▶ _PROMPT_
Retype all of the material below line for line, and leave the pictures out.

▶ _SUPPLIED DATA_
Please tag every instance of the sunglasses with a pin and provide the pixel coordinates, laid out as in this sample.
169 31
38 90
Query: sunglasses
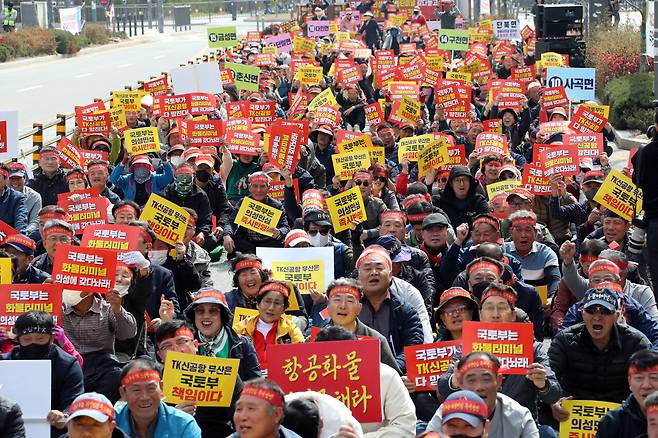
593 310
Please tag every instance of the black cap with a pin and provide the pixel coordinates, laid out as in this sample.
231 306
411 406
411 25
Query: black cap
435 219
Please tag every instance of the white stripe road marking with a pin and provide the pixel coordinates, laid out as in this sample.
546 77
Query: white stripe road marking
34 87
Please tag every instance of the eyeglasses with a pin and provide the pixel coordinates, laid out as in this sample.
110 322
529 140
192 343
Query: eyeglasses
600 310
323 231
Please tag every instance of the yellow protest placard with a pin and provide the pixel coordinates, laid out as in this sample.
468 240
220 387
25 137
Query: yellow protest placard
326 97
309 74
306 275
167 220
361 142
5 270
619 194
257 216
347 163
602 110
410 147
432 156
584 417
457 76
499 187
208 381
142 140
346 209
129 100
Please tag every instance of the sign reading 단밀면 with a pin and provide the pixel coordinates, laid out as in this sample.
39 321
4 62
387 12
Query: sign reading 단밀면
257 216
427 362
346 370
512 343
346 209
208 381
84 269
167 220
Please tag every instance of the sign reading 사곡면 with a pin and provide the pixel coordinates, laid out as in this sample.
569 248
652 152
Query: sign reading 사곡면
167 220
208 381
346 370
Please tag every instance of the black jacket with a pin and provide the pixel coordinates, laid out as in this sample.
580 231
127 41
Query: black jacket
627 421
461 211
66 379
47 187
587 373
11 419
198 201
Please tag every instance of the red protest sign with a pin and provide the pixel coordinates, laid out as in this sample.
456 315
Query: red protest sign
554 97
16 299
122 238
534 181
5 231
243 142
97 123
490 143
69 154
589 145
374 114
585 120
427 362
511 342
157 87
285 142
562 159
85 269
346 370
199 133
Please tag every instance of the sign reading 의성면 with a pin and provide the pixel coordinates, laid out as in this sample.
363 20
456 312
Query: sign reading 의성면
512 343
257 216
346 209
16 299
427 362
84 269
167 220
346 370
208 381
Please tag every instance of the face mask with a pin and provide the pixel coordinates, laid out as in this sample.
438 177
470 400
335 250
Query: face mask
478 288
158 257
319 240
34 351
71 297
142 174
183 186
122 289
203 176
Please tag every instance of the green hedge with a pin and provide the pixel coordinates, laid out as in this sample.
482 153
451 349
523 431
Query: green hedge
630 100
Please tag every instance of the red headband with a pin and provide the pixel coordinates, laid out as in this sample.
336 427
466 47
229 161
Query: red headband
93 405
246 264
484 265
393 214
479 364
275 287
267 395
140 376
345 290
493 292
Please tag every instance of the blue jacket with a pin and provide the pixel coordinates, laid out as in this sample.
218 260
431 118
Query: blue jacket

▶ _SOLUTION TO THIS PROBLEM_
Please tag every instance of the sunglasses with a pin and provide the pixel coordinates, laid out as in this sample.
169 31
38 90
Query: sunglasses
593 310
Please tag every instance of the black cap with a pin and provide the pixel coordinates, laid out as in this sample.
231 306
411 406
411 25
Query: black cap
435 219
Please tag every instance of the white stripe road marking with a pin and provide the pixel coordinates, laid out as in this sample.
546 77
Query: white stripe road marking
34 87
Please tag every instance of the eyeglasses with a pin and provide the pixel coordinates, laid out as in this sample.
110 322
529 140
192 343
Query: eyeglasses
600 310
323 231
Please tag every instance of the yellow protest placard with a pin and provide the pixel coordinates, laid out as in this sample.
468 240
220 387
25 137
Query: yellow protest placard
326 97
309 74
306 275
167 220
361 142
5 270
619 194
257 216
347 163
602 110
410 147
432 156
584 417
457 76
499 187
208 381
142 140
346 209
129 100
Please tag every instance of the sign reading 단밀면 with a pin and provide the pixel coordinates, laid out as in this sample.
39 321
4 62
387 12
Query: sign reading 단밀면
257 216
427 362
346 370
512 343
346 209
208 381
84 269
167 220
Please tag every instance of the sign reading 사곡면 with a pin and provide the pixel coordinates, laid out as in this sample.
569 248
652 152
Query: sign reading 사곡면
167 220
208 381
346 370
Please tag every instance of the black jacket with a pin and provide the pixel coordinates, laid out as in this sample.
580 231
127 41
Query: black jacket
627 421
461 211
66 379
47 187
587 373
11 419
198 201
Please tag every instance of the red protest sign with a pin and provide the pixel coordinates, laid out as in this sample.
456 315
Query: red protest sign
554 97
16 299
122 238
534 181
5 231
243 142
97 123
490 143
69 154
589 145
374 114
585 120
427 362
511 342
157 87
285 142
562 159
85 269
346 370
199 133
Please tag every instance of the sign reading 의성면 with a pin and provide the pixel coordinates, laid out as in this sample.
363 20
456 312
Query: sign reading 의성면
512 343
257 216
346 209
16 299
427 362
84 269
167 220
346 370
208 381
Please tag every instance of the face mask with a pin and provide the pixel coordinates, laid out as in this sample.
438 177
470 400
335 250
Query: face mask
478 288
158 257
319 240
34 351
71 297
142 174
183 186
122 289
203 176
Please tag every instance of the green hedge with a pin and provide the pixel coordinates, laid out as in this sample.
482 153
451 349
523 431
Query: green hedge
630 100
Please tag every instance of the red headband with a pin and provide the pixel coordinates, laid out as in this sample.
336 427
466 47
229 161
Query: red headband
93 405
246 264
484 265
393 214
479 364
275 287
267 395
140 376
345 290
493 292
Please tag every instance of the blue jacket with a pin and provide the pixel coordinates, laid out as in this sample.
218 260
431 118
Query: blue jacket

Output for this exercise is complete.